• _Exercise prompt_:
Rewrite the lines starting at the one that contains "Could you spot the tree" and ending at the end of the items, swapping "tree bark" for "tree trunk" and leaving everything else as it is.

(Point labeling items)
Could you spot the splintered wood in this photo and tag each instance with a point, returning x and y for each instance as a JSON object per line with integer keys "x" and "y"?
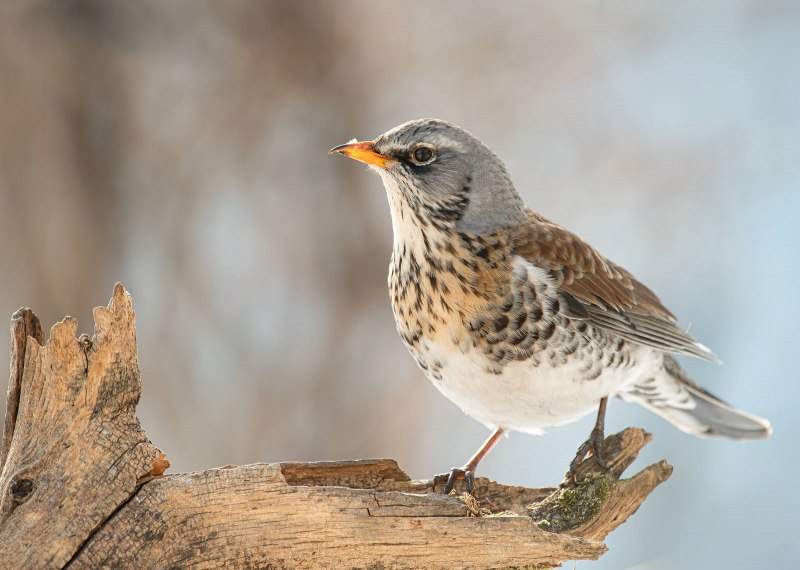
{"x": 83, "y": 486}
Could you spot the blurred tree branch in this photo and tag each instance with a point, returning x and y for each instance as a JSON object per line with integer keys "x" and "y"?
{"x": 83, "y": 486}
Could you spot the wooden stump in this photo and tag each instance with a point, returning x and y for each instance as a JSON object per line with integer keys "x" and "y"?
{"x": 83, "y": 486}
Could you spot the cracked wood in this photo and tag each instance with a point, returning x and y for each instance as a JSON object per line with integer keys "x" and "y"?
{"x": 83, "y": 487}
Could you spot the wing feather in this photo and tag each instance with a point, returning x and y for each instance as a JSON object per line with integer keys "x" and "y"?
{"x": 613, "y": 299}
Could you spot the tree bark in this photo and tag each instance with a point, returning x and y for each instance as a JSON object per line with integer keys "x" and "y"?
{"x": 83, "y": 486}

• _Result of the task_:
Could you spot the tree trunk in this photo and tag each instance with a point, returning x and y for each instance as a JSON object per line with integer keys "x" and "y"?
{"x": 83, "y": 486}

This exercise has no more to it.